■ DATA FOR PROCESSING
=======

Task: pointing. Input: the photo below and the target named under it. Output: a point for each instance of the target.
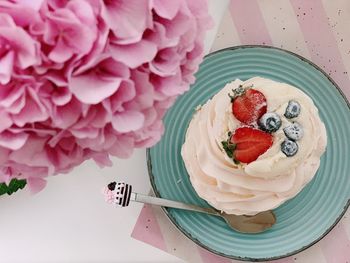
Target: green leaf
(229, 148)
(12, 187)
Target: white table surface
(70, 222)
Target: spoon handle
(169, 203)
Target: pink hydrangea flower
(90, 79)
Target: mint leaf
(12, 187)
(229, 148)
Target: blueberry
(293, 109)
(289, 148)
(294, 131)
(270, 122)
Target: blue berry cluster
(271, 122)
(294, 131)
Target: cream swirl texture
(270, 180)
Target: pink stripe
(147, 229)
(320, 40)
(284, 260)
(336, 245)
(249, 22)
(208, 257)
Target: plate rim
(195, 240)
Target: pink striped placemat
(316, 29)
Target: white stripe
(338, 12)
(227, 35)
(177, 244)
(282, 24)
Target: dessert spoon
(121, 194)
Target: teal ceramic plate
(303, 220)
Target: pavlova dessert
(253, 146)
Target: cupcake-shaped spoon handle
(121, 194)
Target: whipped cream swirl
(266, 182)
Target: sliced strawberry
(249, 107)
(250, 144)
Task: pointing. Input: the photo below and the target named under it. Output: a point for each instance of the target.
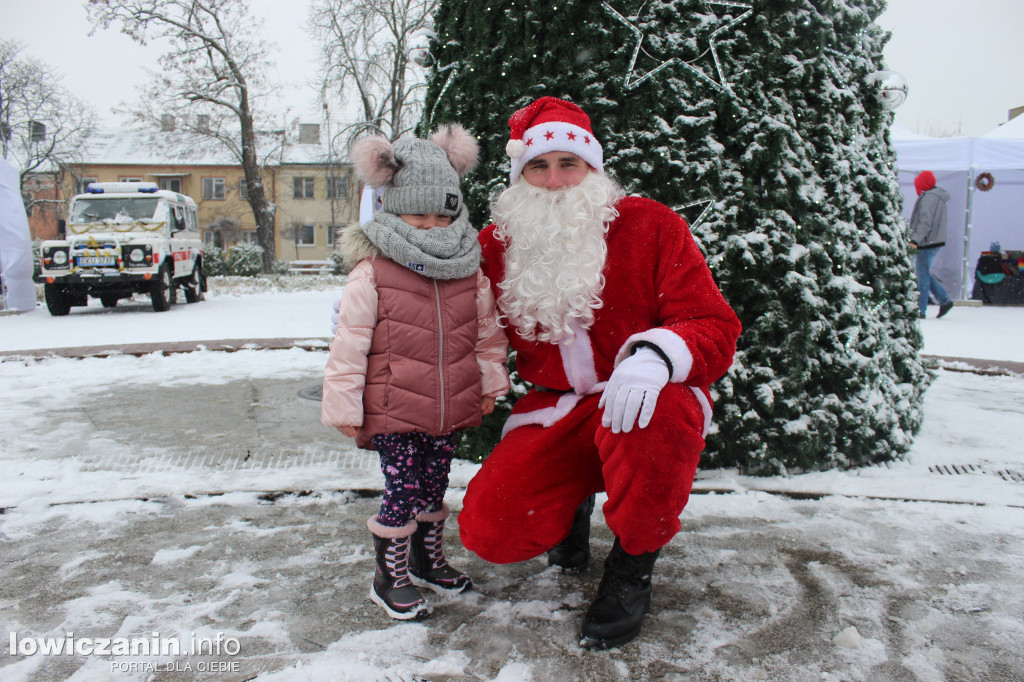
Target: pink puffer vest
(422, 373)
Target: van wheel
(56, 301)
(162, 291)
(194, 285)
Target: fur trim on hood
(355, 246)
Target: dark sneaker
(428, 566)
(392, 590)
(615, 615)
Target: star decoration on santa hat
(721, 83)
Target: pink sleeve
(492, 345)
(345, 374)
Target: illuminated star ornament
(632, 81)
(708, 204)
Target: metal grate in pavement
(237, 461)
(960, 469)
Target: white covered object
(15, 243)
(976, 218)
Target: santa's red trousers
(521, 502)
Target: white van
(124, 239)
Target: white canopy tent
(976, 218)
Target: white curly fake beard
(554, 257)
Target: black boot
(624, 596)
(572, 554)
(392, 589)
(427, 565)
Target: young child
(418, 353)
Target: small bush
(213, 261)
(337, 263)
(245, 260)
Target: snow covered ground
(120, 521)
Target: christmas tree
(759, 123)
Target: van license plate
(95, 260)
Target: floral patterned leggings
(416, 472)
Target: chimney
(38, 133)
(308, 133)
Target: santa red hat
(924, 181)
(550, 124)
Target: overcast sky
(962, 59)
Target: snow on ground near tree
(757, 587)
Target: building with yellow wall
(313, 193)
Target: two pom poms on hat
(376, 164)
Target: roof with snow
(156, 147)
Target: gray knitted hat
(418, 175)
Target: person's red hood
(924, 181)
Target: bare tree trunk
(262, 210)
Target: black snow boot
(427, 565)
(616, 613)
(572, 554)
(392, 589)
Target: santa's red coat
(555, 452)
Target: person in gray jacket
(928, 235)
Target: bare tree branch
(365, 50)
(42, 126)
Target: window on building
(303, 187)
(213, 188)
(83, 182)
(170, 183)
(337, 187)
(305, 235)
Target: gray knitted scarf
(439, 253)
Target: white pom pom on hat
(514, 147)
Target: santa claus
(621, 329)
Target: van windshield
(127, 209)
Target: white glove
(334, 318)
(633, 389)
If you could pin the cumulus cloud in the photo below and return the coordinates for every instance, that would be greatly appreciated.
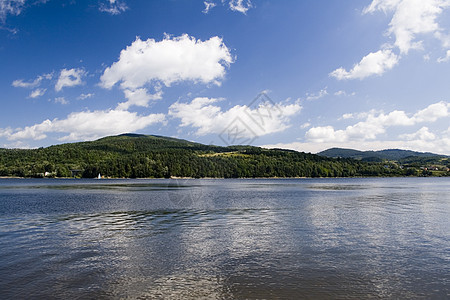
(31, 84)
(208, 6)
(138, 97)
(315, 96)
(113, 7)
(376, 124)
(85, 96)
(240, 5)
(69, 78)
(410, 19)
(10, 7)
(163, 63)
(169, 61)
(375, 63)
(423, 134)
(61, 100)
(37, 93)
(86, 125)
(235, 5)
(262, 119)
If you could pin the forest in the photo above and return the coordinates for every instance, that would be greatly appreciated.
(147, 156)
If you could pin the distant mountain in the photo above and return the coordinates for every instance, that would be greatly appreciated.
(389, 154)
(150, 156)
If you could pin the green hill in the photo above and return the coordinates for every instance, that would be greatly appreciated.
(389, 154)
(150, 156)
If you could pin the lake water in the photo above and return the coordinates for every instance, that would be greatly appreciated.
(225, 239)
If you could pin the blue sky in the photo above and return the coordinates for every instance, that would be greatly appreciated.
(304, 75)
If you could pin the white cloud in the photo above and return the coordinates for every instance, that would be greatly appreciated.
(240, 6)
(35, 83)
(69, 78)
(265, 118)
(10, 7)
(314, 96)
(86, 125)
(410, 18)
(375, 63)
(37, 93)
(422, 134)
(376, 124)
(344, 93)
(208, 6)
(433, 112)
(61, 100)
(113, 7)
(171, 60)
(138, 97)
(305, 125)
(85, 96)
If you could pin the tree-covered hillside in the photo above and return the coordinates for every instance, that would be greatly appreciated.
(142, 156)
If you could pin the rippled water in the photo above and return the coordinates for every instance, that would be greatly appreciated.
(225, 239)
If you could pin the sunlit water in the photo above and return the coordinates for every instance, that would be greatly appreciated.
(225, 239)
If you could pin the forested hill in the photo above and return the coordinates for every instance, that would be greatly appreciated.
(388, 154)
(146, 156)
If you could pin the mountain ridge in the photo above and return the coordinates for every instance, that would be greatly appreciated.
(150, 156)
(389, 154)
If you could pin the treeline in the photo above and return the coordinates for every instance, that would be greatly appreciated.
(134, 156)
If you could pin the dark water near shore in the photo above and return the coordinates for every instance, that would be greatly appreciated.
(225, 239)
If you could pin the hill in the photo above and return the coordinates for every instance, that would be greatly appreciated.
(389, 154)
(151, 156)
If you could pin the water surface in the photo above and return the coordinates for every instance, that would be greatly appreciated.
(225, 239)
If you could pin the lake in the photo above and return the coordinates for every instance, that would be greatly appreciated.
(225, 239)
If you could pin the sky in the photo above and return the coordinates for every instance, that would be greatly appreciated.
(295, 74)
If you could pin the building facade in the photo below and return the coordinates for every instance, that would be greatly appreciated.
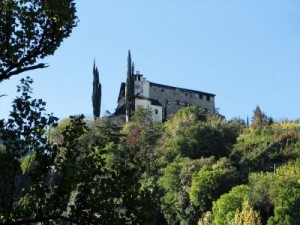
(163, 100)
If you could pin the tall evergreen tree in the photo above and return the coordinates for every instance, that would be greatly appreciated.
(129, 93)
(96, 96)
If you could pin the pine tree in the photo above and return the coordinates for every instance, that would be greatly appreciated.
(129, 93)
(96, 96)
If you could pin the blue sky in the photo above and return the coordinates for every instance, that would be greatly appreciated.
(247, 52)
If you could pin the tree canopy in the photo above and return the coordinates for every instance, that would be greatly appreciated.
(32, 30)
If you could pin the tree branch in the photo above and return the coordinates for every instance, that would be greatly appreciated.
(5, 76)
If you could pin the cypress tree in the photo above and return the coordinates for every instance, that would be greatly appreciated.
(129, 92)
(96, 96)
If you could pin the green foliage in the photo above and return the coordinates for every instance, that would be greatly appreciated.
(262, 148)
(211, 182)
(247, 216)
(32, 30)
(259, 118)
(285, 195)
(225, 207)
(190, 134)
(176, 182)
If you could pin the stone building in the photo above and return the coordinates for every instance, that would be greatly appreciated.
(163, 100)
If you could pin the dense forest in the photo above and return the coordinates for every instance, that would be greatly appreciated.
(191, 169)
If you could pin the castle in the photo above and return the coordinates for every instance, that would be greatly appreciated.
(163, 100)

=======

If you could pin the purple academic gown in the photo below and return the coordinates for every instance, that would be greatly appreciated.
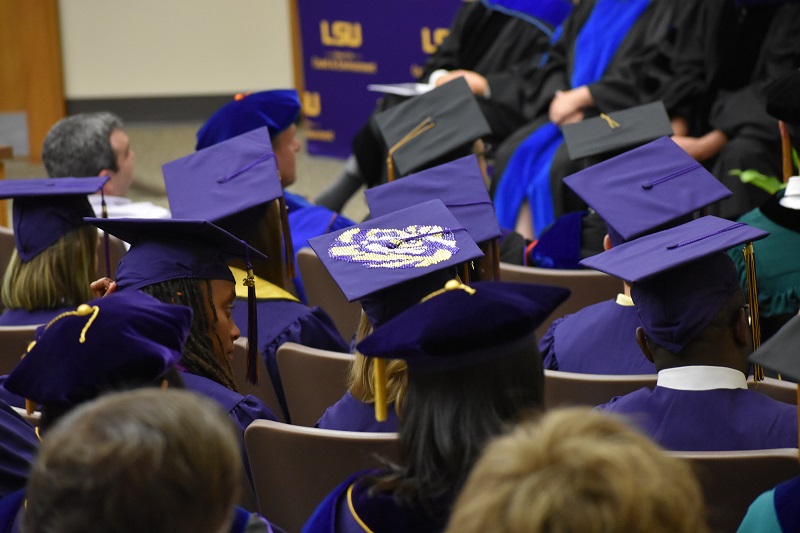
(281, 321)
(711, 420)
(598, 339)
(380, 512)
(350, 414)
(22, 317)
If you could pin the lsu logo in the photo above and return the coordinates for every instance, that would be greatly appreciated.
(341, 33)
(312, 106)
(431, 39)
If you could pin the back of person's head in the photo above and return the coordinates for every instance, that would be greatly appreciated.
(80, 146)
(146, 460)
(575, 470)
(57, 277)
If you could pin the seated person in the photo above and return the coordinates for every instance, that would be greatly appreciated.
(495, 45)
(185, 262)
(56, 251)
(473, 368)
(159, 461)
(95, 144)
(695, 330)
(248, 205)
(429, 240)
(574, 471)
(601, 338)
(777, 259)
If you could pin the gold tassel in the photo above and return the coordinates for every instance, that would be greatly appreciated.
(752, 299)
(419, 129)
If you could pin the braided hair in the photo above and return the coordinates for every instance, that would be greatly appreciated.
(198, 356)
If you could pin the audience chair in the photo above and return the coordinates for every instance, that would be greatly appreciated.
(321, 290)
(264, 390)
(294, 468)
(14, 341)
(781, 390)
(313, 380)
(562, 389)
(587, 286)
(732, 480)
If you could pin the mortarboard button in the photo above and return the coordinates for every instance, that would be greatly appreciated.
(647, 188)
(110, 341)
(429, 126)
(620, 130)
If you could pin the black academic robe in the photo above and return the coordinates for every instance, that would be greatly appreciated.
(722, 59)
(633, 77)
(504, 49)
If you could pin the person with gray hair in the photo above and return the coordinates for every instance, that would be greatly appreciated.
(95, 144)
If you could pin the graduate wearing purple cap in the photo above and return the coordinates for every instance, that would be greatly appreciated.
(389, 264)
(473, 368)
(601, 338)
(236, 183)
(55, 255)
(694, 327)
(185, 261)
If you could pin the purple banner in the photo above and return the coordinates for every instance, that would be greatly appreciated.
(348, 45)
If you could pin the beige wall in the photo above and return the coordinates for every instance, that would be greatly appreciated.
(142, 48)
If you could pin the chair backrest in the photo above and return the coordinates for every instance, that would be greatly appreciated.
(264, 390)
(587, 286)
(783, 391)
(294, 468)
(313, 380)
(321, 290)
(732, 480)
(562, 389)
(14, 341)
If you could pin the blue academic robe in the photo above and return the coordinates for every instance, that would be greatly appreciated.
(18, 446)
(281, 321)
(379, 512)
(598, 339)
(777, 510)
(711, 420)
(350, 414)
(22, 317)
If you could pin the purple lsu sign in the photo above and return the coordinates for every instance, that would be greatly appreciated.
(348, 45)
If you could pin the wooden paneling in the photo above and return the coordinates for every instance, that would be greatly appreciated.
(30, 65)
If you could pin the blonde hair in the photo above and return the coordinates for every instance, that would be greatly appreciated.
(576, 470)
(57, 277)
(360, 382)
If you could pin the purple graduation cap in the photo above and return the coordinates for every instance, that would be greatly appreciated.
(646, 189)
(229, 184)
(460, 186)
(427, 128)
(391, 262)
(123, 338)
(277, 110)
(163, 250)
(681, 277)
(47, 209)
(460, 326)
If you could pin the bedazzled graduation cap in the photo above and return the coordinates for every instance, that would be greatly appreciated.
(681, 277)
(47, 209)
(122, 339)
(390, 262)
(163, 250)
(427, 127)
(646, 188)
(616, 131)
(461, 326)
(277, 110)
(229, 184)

=======

■ TASK DESCRIPTION
Find every line above that contains the word "wall", matching case exactly, and copy each of those lines in full.

■ RESULT OF THE EXERCISE
Target: building with yellow wall
If you could pin the beige wall in the photo above and return the coordinates for every instance, that would be greatly appreciated.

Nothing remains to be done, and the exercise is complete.